» Given task
Collect every line of the entries below that contains the word "stroller", and copy each one out.

------------------------------------

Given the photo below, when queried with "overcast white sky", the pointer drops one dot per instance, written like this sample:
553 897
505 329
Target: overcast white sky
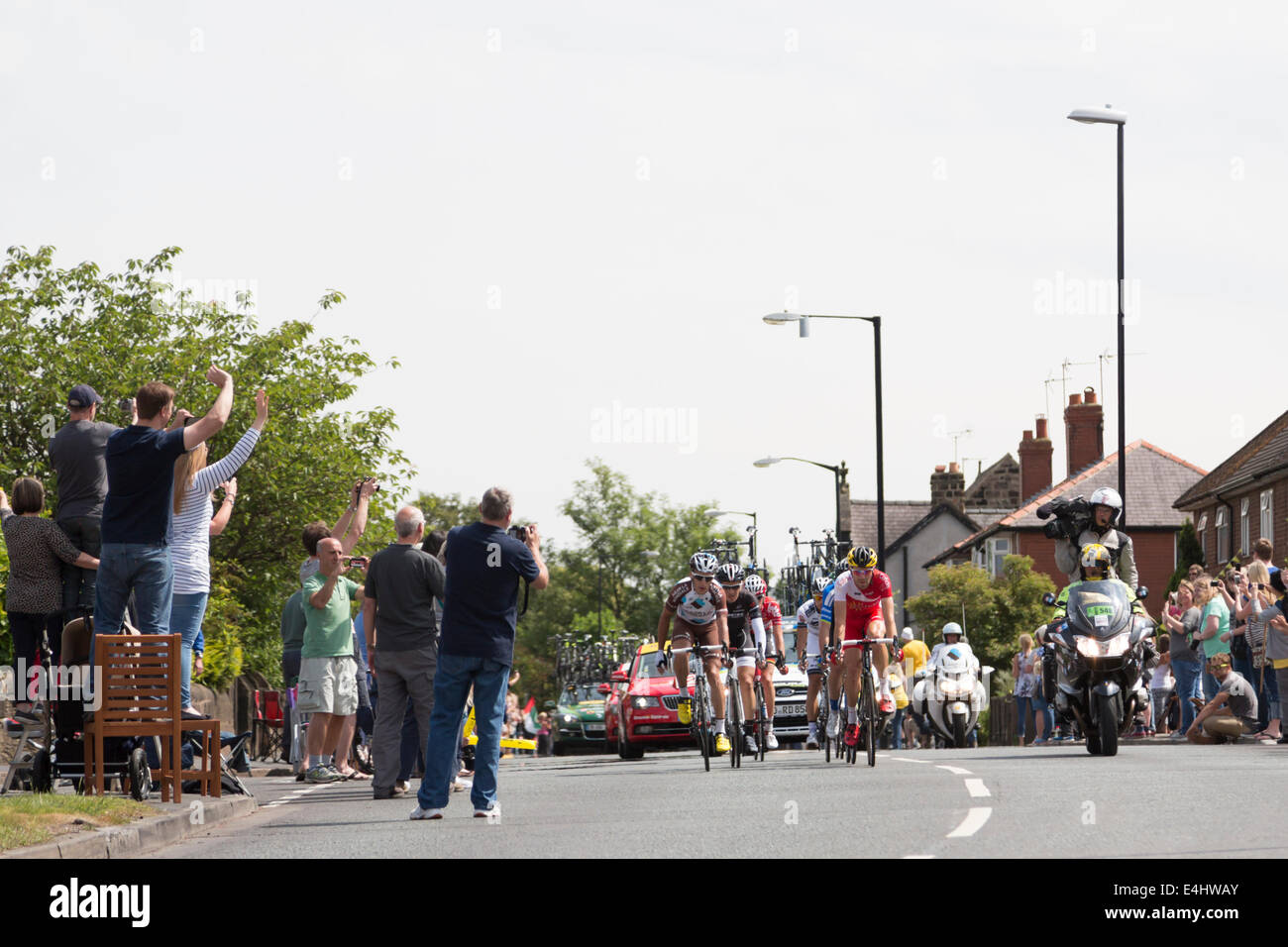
548 209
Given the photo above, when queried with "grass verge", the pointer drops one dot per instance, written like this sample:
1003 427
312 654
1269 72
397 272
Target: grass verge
33 819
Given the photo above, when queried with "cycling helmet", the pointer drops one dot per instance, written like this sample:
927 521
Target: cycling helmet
729 574
702 565
1095 558
1108 496
862 558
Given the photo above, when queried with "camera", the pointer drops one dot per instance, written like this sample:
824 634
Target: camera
1070 518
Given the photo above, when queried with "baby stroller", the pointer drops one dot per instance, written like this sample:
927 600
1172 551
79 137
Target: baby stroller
63 753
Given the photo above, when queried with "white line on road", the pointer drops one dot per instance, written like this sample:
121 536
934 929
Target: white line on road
974 821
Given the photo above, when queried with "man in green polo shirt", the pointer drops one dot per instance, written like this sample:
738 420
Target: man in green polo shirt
327 684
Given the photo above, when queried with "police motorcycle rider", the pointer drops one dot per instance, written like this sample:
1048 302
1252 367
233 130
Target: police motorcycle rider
1106 509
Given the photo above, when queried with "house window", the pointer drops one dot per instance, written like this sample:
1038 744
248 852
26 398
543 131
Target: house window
999 548
1244 544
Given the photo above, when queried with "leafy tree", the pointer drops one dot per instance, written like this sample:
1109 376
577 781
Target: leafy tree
117 331
997 609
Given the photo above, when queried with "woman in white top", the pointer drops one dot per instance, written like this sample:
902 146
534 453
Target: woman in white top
191 528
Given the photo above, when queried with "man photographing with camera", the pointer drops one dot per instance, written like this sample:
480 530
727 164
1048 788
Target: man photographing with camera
484 565
1090 522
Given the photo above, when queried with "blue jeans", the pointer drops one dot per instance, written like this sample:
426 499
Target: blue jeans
1022 705
143 569
187 609
1189 678
1042 707
452 682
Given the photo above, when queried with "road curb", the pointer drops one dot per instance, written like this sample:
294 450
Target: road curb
143 836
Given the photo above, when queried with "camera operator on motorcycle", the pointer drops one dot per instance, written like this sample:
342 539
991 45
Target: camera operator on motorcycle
1106 508
949 637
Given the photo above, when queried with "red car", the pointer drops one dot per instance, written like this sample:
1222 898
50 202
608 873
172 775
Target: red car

------------------------------------

» Final result
Given the photo above, when queried with "baby stroller", the pointer drops one dot per instance, written like this sample:
Target: baby stroller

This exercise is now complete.